| Exercise prompt |
List every line of the listing below that contains the word "above". Case counts, so only a match in that same capitalization qualifies.

Labeled contour entries

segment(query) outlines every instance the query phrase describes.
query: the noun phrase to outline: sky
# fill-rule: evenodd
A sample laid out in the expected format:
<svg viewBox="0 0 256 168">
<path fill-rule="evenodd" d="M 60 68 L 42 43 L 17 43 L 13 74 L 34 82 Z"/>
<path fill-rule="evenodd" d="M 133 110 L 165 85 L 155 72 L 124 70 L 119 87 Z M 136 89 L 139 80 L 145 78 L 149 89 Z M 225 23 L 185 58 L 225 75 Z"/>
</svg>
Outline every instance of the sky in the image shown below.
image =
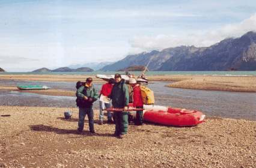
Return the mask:
<svg viewBox="0 0 256 168">
<path fill-rule="evenodd" d="M 25 72 L 115 62 L 209 46 L 249 31 L 256 31 L 255 0 L 0 0 L 0 67 Z"/>
</svg>

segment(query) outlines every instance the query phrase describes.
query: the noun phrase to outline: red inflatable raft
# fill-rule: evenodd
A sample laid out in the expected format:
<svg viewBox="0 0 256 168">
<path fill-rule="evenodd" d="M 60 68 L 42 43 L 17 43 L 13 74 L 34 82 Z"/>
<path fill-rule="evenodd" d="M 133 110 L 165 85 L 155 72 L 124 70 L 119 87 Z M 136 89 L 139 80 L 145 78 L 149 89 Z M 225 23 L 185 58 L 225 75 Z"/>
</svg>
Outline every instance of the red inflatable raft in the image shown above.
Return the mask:
<svg viewBox="0 0 256 168">
<path fill-rule="evenodd" d="M 197 110 L 168 107 L 167 111 L 147 110 L 144 119 L 165 125 L 193 126 L 204 121 L 206 115 Z"/>
</svg>

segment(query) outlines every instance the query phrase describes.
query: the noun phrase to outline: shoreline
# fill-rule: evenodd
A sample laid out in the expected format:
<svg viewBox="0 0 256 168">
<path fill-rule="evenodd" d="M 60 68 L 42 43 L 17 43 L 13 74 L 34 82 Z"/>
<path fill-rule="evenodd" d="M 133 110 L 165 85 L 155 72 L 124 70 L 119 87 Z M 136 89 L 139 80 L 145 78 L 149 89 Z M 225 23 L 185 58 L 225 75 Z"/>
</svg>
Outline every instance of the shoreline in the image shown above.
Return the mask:
<svg viewBox="0 0 256 168">
<path fill-rule="evenodd" d="M 71 110 L 70 119 L 63 112 Z M 124 139 L 115 125 L 94 124 L 77 134 L 77 108 L 0 106 L 0 164 L 14 167 L 254 167 L 256 121 L 207 118 L 192 127 L 129 125 Z M 94 120 L 99 111 L 94 110 Z M 105 116 L 105 120 L 106 120 Z M 120 167 L 120 166 L 117 166 Z"/>
<path fill-rule="evenodd" d="M 85 80 L 91 76 L 84 75 L 0 75 L 0 80 L 7 81 L 44 81 L 76 82 Z M 201 89 L 206 91 L 221 91 L 256 92 L 256 76 L 150 76 L 150 82 L 170 82 L 167 85 L 171 88 Z M 93 76 L 93 82 L 104 83 L 106 82 Z M 0 89 L 8 86 L 0 86 Z"/>
</svg>

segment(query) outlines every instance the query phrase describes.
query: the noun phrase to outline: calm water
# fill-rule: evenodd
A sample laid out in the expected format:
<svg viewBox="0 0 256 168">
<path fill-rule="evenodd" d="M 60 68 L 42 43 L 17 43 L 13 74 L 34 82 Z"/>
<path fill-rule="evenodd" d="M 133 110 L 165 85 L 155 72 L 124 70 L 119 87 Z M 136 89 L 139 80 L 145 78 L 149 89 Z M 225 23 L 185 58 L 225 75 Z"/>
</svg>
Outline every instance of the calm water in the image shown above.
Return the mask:
<svg viewBox="0 0 256 168">
<path fill-rule="evenodd" d="M 256 93 L 201 91 L 171 88 L 165 86 L 168 83 L 155 82 L 148 87 L 155 94 L 156 104 L 198 110 L 208 116 L 218 116 L 232 118 L 256 120 Z M 0 80 L 0 85 L 39 84 L 53 89 L 75 92 L 75 82 L 20 82 Z M 101 84 L 94 84 L 99 90 Z M 41 95 L 17 91 L 0 92 L 0 105 L 49 107 L 76 107 L 75 97 Z M 98 109 L 98 102 L 95 103 Z"/>
<path fill-rule="evenodd" d="M 86 74 L 95 76 L 97 74 L 113 74 L 117 71 L 93 71 L 93 72 L 52 72 L 52 73 L 1 73 L 1 74 Z M 124 74 L 124 72 L 119 72 Z M 141 71 L 131 72 L 136 76 L 141 74 Z M 256 71 L 147 71 L 147 76 L 153 75 L 224 75 L 224 76 L 256 76 Z"/>
</svg>

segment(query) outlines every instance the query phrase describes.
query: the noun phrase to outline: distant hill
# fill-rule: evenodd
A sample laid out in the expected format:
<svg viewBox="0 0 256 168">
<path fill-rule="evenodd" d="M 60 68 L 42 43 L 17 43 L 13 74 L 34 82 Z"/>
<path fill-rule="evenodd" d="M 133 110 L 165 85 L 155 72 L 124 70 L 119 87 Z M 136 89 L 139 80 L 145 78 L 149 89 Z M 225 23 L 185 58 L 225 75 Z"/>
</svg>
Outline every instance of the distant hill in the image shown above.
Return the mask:
<svg viewBox="0 0 256 168">
<path fill-rule="evenodd" d="M 90 68 L 94 71 L 97 71 L 102 68 L 102 67 L 111 64 L 113 62 L 90 62 L 83 64 L 76 64 L 76 65 L 72 65 L 69 66 L 69 68 L 72 69 L 76 69 L 81 67 L 88 67 Z"/>
<path fill-rule="evenodd" d="M 143 71 L 145 70 L 145 67 L 142 65 L 135 65 L 129 67 L 125 68 L 120 69 L 118 71 Z"/>
<path fill-rule="evenodd" d="M 89 71 L 90 72 L 92 72 L 92 71 L 93 71 L 93 70 L 91 69 L 90 68 L 82 67 L 82 68 L 79 68 L 76 69 L 75 71 L 78 71 L 78 72 L 80 72 L 80 71 L 82 71 L 82 72 L 85 72 L 85 71 L 87 71 L 87 72 L 89 72 Z"/>
<path fill-rule="evenodd" d="M 46 73 L 51 72 L 52 70 L 46 68 L 42 68 L 32 71 L 32 73 Z"/>
<path fill-rule="evenodd" d="M 2 69 L 1 68 L 0 68 L 0 72 L 5 72 L 5 71 L 4 70 L 4 69 Z"/>
<path fill-rule="evenodd" d="M 42 68 L 33 71 L 32 72 L 40 72 L 40 73 L 45 73 L 45 72 L 87 72 L 87 71 L 93 71 L 93 70 L 87 68 L 87 67 L 82 67 L 77 69 L 72 69 L 69 67 L 61 67 L 53 70 L 49 70 L 46 68 Z"/>
<path fill-rule="evenodd" d="M 130 55 L 101 70 L 146 66 L 148 62 L 150 71 L 255 71 L 256 32 L 248 32 L 240 38 L 225 39 L 207 47 L 181 46 Z"/>
<path fill-rule="evenodd" d="M 70 68 L 69 67 L 61 67 L 52 70 L 53 72 L 72 72 L 74 71 L 74 69 Z"/>
</svg>

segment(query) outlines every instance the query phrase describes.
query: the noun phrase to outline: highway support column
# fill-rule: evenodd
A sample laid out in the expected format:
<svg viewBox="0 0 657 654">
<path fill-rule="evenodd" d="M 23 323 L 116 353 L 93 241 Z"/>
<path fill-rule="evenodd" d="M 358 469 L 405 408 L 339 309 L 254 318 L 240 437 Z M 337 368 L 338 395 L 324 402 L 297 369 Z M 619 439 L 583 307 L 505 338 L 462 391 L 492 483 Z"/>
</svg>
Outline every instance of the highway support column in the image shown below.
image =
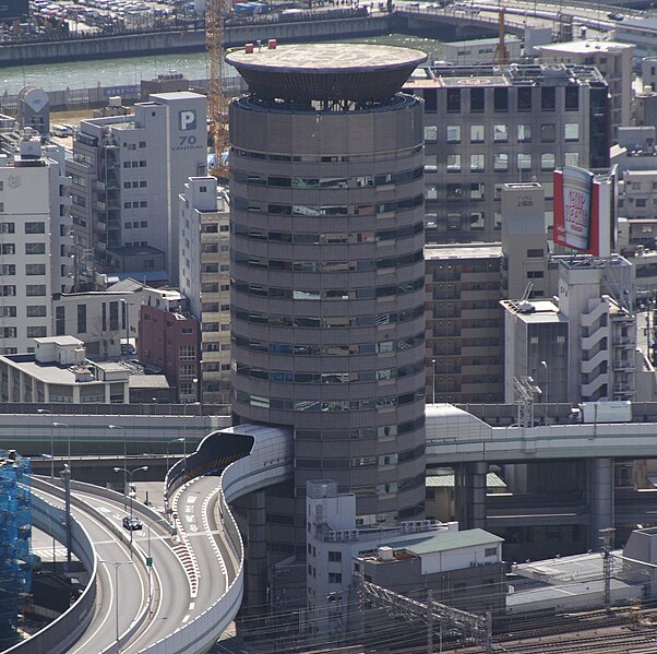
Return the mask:
<svg viewBox="0 0 657 654">
<path fill-rule="evenodd" d="M 462 463 L 454 468 L 454 498 L 459 530 L 486 528 L 488 463 Z"/>
<path fill-rule="evenodd" d="M 590 459 L 588 461 L 590 513 L 589 548 L 602 549 L 600 530 L 613 527 L 616 511 L 613 497 L 613 459 Z"/>
</svg>

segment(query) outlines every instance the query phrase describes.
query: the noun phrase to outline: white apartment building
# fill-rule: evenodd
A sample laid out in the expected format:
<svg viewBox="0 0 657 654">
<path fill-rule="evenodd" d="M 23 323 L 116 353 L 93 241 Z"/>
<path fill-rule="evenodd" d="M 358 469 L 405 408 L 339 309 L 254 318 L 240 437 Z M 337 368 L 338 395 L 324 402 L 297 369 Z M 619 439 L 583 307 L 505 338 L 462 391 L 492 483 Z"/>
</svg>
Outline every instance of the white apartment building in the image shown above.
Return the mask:
<svg viewBox="0 0 657 654">
<path fill-rule="evenodd" d="M 180 195 L 180 292 L 201 323 L 203 402 L 230 392 L 230 210 L 214 177 L 190 177 Z"/>
<path fill-rule="evenodd" d="M 53 333 L 52 297 L 72 283 L 70 181 L 63 148 L 41 147 L 32 130 L 0 155 L 0 354 Z"/>
<path fill-rule="evenodd" d="M 129 371 L 86 358 L 73 336 L 36 338 L 34 354 L 0 356 L 0 401 L 127 404 Z"/>
<path fill-rule="evenodd" d="M 162 270 L 178 283 L 178 197 L 206 173 L 206 98 L 159 93 L 134 114 L 83 120 L 67 162 L 84 270 Z M 88 260 L 93 259 L 93 262 Z"/>
<path fill-rule="evenodd" d="M 505 300 L 505 401 L 530 376 L 541 402 L 636 399 L 632 265 L 618 254 L 556 257 L 559 296 Z"/>
</svg>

| Answer |
Outline every instance of the red inflatable raft in the image shown above.
Outline every instance of the shoreline in the image shown above.
Outline every instance of the calm water in the image shown above.
Outline every instance of the distant hill in the image shown above.
Outline every instance of the white apartment building in the image shown above.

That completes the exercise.